WHAT IS REQUIRED
Type out the entries again, matching each one exactly.

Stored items
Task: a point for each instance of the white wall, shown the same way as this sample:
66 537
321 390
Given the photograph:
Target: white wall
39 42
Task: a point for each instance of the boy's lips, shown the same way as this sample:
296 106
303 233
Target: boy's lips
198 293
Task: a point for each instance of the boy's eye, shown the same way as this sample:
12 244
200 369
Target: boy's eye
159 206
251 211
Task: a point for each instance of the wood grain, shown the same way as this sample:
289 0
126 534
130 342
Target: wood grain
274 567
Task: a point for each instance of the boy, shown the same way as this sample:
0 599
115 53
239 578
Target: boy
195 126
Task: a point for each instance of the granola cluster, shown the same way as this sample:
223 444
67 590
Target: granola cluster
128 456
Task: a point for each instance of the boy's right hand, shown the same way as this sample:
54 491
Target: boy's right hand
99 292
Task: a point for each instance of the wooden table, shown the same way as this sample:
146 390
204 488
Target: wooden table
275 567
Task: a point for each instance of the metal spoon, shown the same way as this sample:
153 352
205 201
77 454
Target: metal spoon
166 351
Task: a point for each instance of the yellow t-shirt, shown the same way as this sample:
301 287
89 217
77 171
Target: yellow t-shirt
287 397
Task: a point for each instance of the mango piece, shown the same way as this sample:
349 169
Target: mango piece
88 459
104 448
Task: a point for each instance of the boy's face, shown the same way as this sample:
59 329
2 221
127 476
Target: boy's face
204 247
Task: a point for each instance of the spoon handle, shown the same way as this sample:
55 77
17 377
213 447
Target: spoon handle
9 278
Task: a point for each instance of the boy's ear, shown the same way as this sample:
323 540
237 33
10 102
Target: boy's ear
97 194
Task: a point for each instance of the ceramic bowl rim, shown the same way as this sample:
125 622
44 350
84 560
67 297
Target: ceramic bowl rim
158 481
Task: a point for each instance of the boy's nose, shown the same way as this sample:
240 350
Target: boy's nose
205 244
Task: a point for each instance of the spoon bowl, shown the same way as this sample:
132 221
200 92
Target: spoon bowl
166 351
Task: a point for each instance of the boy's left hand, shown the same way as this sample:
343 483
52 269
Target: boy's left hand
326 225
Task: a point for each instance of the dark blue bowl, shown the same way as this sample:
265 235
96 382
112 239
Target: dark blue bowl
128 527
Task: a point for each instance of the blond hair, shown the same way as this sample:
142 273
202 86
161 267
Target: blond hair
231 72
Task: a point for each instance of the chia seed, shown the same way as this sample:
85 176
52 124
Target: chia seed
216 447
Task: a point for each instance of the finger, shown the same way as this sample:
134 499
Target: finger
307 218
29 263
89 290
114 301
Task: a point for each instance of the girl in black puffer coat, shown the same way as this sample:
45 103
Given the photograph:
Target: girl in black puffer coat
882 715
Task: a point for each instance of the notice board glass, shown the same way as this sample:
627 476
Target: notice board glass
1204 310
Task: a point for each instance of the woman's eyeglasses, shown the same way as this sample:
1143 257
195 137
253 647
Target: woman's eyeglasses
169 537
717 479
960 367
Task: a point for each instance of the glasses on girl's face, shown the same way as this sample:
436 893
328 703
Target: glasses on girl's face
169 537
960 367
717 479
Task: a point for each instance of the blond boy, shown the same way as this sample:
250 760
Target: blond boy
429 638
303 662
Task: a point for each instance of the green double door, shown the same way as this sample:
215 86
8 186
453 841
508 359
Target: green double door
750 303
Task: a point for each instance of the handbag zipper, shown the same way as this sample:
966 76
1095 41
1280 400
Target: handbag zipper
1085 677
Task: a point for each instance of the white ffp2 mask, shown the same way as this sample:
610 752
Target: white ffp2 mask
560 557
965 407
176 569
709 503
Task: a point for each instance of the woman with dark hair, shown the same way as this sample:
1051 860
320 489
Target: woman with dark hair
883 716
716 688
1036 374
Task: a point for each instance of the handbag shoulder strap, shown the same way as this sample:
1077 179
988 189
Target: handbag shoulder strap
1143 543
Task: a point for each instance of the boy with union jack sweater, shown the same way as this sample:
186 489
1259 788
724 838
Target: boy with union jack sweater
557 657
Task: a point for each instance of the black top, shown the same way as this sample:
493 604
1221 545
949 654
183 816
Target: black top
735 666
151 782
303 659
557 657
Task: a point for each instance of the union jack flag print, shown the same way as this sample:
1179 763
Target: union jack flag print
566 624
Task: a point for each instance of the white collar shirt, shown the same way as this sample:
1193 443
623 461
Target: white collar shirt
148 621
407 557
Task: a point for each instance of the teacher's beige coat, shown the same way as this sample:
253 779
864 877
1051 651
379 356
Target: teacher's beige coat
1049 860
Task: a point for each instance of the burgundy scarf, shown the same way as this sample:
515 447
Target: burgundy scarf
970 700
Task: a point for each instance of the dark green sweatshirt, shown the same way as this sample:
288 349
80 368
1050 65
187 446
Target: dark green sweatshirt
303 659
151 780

TASK RESPONSE
Task: a point for each instance of the white wall, shown the same way as this sample:
66 537
321 390
Given the photograph:
Target: white wall
39 42
Task: a point for each instance of the boy's lips, shown the same way as this sample:
296 106
303 233
Target: boy's lips
198 293
Task: a point for each instance of the boy's eye, shown the same way as this sample:
12 244
200 369
Target: boy's eye
159 206
251 211
Task: a point for each instance of the wood grain, shown the same way as this sample:
289 0
126 534
130 342
Target: wood grain
274 567
Task: a point for each instance of the boy, shown the same way as this sample:
0 599
115 53
239 578
Target: boy
195 126
Task: a point for each instance of the granola cluster, shown the same way as this sample:
223 444
67 590
Target: granola cluster
128 456
Task: a point for each instance of the boy's right hand, shown the same way as this sample:
54 491
Target: boy's right hand
99 292
Task: a point for each instance of the wooden table, shown the same way as this sample:
146 390
204 488
Target: wooden table
275 567
Task: a point for each instance of the metal spoon, shown the same way as this sample:
153 352
205 201
77 454
Target: metal spoon
166 351
Task: a point for each instance of the yellow t-shirt, shown the same way as this sample:
301 287
89 217
77 171
Target: yellow t-shirt
287 397
Task: a point for each instance of the mango piece, shown the same way as this sample:
349 169
Target: mango piece
88 459
104 448
Task: a point for each instance of the boy's face, shown the same way as this sample:
59 329
2 221
127 476
Target: boy's face
204 247
Task: a point for each instance of the spoon handle, shown the same way as this sample:
55 77
17 377
213 447
Target: spoon handle
9 278
Task: a point for each instance of the boy's ear, shown the same way as this sample:
323 540
237 33
10 102
Target: boy's ear
97 194
Task: a point for each instance of the ceramic bowl rim, shown the same way as this sample:
125 622
44 350
84 560
67 297
Target: ceramic bowl rim
158 481
Task: a point for each instance of the boy's nose, shown the same way as this sample:
240 350
Target: boy's nose
205 244
Task: a point for each instance of the spoon bowl, shown the same way as this sample:
132 221
200 92
Target: spoon bowl
166 351
Task: a point for each instance of the boy's left hand, shown the same way as this sample:
343 483
52 269
Target: boy's left hand
326 225
Task: a point for each instance of the dark blue bowl, shown the same way as this sample:
265 235
96 382
112 239
Target: dark blue bowl
128 527
Task: a point for each instance of the blond hair, shown the same way as this sample:
142 273
202 86
161 267
Target: blond hair
231 72
Task: a point for each instance of the chia seed, shown the same way as this sample:
85 176
52 124
Target: chia seed
216 447
Task: a point for each instance of the finger, shown the same way as this sample:
134 499
Target: finger
307 218
29 263
89 290
114 301
Task: a point for each instance of the girl in black puffer coat, shown the same way as this sample:
45 103
Given the photograph:
Target: girl in black puffer coat
882 715
Task: a point for each instance of the notice board glass, shown the same way as this sample:
627 476
Target: notice board glass
1204 310
Task: a point for each instance of the woman's eyeglasses, shown the same way as this sample:
1143 257
195 137
253 647
Target: woman's eyeglasses
169 537
717 479
960 367
Task: a point for each instance of the glasses on girl's face, shown the same way as this sample:
436 893
328 703
Target: glasses on girl's face
169 537
960 367
717 479
Task: a point for each instance of the blond boy, shown the same way as this sample:
250 760
Target: blond boy
429 638
303 662
Task: a point for each instance of the green double door, shown the same way as this sample:
215 86
8 186
453 841
508 359
Target: green double door
750 303
Task: a point for each instance of the handbag zipper, shown the same way as this sample:
966 76
1095 41
1280 400
Target: handbag zipper
1085 677
Task: a point for each instance of the white ffp2 mask, shown the same way as this sample:
610 752
Target: white ffp2 mask
560 557
965 407
176 569
709 503
Task: a point for each instance of the woman with dark hair, shown the same way as this sample:
1051 860
320 489
Target: woman with dark hair
883 716
716 688
1036 374
Task: a point for each instance of the handbag shoulder strap, shown the same way as this sample:
1077 179
988 189
Target: handbag shoulder strap
1143 543
Task: a point for each instance of the boy with union jack sweater, shown the same way as this sample:
186 489
1259 788
724 838
Target: boy with union jack sweater
557 657
Task: a point for each instance of the black top, shown the same way as this sample:
493 604
1221 545
949 654
183 816
Target: black top
735 666
151 782
303 659
557 657
Task: a point for each instance of the union jack flag print, shown the same way as this sample:
1179 763
Target: union jack flag print
566 624
Task: a point for each instance of the white collar shirt, shown the same way as this sample:
1193 443
623 461
Target: white collar shirt
148 621
407 557
Task: a point for each instance of the teacher's beige coat, shown the same way as this sample:
253 779
864 877
1051 651
379 356
Target: teacher's beige coat
1049 860
Task: a point for each instance of the burgundy scarf, shown the same way as this sample:
515 447
Target: burgundy scarf
970 700
Task: a point for each instance of the dark green sweatshirt, shown the same way as this sample:
288 349
80 368
1050 65
187 446
Target: dark green sweatshirt
303 659
151 780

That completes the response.